▸ Requirement: The entries that follow contain images, which should be left out; output everything else exactly.

-- Records provided follows --

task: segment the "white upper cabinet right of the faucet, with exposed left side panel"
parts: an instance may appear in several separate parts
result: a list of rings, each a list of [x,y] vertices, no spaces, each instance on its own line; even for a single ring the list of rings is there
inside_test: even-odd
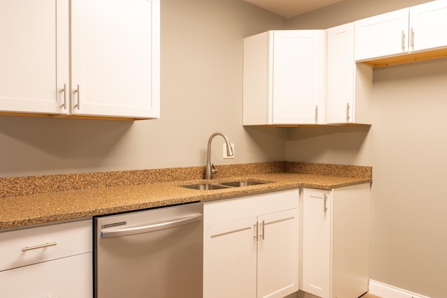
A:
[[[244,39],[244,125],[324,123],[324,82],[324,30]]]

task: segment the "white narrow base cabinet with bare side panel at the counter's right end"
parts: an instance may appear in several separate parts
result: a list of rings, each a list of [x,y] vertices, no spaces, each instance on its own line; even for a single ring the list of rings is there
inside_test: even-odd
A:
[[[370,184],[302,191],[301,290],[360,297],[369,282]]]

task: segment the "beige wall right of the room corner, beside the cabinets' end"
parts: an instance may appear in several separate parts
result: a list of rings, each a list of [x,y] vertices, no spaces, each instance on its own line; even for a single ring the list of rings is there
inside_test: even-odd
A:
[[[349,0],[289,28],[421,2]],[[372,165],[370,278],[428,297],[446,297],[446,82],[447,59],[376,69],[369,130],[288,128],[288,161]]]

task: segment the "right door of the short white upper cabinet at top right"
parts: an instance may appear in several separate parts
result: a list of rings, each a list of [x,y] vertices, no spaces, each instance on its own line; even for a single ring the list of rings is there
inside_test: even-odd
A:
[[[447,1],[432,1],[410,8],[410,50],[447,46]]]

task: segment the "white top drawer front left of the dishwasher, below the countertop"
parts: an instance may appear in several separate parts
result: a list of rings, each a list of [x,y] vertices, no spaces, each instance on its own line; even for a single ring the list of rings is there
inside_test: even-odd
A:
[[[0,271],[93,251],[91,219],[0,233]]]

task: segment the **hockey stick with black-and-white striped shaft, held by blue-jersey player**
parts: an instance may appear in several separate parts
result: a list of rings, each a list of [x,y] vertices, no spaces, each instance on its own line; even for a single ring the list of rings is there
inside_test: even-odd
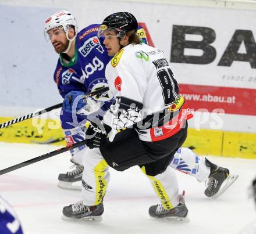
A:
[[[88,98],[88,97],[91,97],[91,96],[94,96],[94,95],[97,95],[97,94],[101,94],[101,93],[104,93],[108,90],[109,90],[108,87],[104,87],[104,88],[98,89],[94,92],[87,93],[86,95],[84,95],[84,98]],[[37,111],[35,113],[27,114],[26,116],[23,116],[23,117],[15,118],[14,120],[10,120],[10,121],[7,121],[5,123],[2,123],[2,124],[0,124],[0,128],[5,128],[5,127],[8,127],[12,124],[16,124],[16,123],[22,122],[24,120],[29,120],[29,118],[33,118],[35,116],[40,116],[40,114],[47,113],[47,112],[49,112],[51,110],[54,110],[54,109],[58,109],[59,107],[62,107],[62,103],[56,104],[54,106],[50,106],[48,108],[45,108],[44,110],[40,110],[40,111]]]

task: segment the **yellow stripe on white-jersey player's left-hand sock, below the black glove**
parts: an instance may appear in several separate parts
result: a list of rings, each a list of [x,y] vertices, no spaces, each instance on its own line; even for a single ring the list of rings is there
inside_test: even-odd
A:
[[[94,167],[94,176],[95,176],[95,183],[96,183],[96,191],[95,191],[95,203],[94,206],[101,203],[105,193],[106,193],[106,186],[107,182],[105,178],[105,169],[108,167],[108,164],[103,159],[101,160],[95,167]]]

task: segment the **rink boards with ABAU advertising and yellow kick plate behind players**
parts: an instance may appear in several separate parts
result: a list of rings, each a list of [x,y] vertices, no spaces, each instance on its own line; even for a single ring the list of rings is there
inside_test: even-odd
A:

-- Records provided concluded --

▸ Response for this exercise:
task: segment the "white upper cabinet right of the faucet, with exposed left side panel"
parts: an instance may appear in several separate parts
result: a list of rings, each a list of [x,y] vertices, no spaces, each instance on its own line; even for a single ring the list of rings is there
inside_test: even-odd
A:
[[[244,39],[244,125],[324,123],[324,82],[324,30]]]

task: segment the "white narrow base cabinet with bare side panel at the counter's right end"
parts: an instance may appear in several separate parts
result: a list of rings, each a list of [x,y] vertices, no spaces, each instance on its own line; even for a single ring the list of rings is there
inside_test: even-odd
A:
[[[370,184],[302,191],[301,290],[360,297],[369,282]]]

task: segment the "beige wall right of the room corner, beside the cabinets' end"
parts: an instance may appear in several separate parts
result: a list of rings, each a list of [x,y] vertices, no spaces, each instance on its own line; even for a single ring the list of rings is there
inside_test: even-odd
A:
[[[349,0],[289,28],[421,2]],[[372,165],[370,278],[428,297],[446,297],[446,82],[447,59],[376,69],[369,130],[288,128],[288,161]]]

task: segment the "right door of the short white upper cabinet at top right"
parts: an instance may appear in several separate parts
result: a list of rings, each a list of [x,y] vertices, no spaces, each instance on its own line; even for a single ring the list of rings is there
inside_test: even-odd
A:
[[[447,1],[432,1],[410,8],[410,50],[447,46]]]

task: segment the "white top drawer front left of the dishwasher, below the countertop"
parts: an instance may appear in several separate parts
result: a list of rings, each a list of [x,y] vertices, no spaces, each instance on its own line; even for a single ring the list of rings is there
inside_test: even-odd
A:
[[[0,271],[93,251],[91,219],[0,233]]]

task: segment the **hockey stick with black-and-white striped shaft, held by blue-jersey player**
parts: an instance may appear in several separate parts
result: a list of rings, each a list of [x,y] vertices, no spaces, each instance on its own line; even for a single ring the list of rings is there
inside_test: even-odd
A:
[[[88,98],[88,97],[91,97],[91,96],[94,96],[94,95],[97,95],[97,94],[101,94],[101,93],[104,93],[108,90],[109,90],[108,87],[104,87],[104,88],[98,89],[94,92],[87,93],[86,95],[84,95],[84,98]],[[37,111],[35,113],[27,114],[26,116],[23,116],[23,117],[15,118],[14,120],[10,120],[10,121],[7,121],[5,123],[2,123],[2,124],[0,124],[0,128],[5,128],[5,127],[8,127],[12,124],[16,124],[16,123],[22,122],[24,120],[29,120],[29,118],[33,118],[35,116],[40,116],[40,114],[47,113],[47,112],[49,112],[51,110],[54,110],[54,109],[58,109],[59,107],[62,107],[62,103],[56,104],[54,106],[50,106],[48,108],[45,108],[44,110],[40,110],[40,111]]]

task: segment the **yellow stripe on white-jersey player's left-hand sock, below the black glove**
parts: an instance may appear in several separate parts
result: a list of rings, each a list of [x,y] vertices, no spaces, each instance on its own line; even for a single ring the list of rings is there
inside_test: even-odd
A:
[[[94,167],[94,176],[95,176],[95,183],[96,183],[96,191],[95,191],[95,203],[94,206],[101,203],[105,193],[106,193],[106,186],[107,182],[105,178],[105,169],[108,167],[108,164],[103,159],[101,160],[95,167]]]

task: segment the **rink boards with ABAU advertising and yellow kick plate behind players**
parts: an instance may appear in several separate parts
result: a list of rings, each a list of [x,y] vertices, no spaces, each instance on its own line; even for a single ring the list of rings is there
inside_test: even-odd
A:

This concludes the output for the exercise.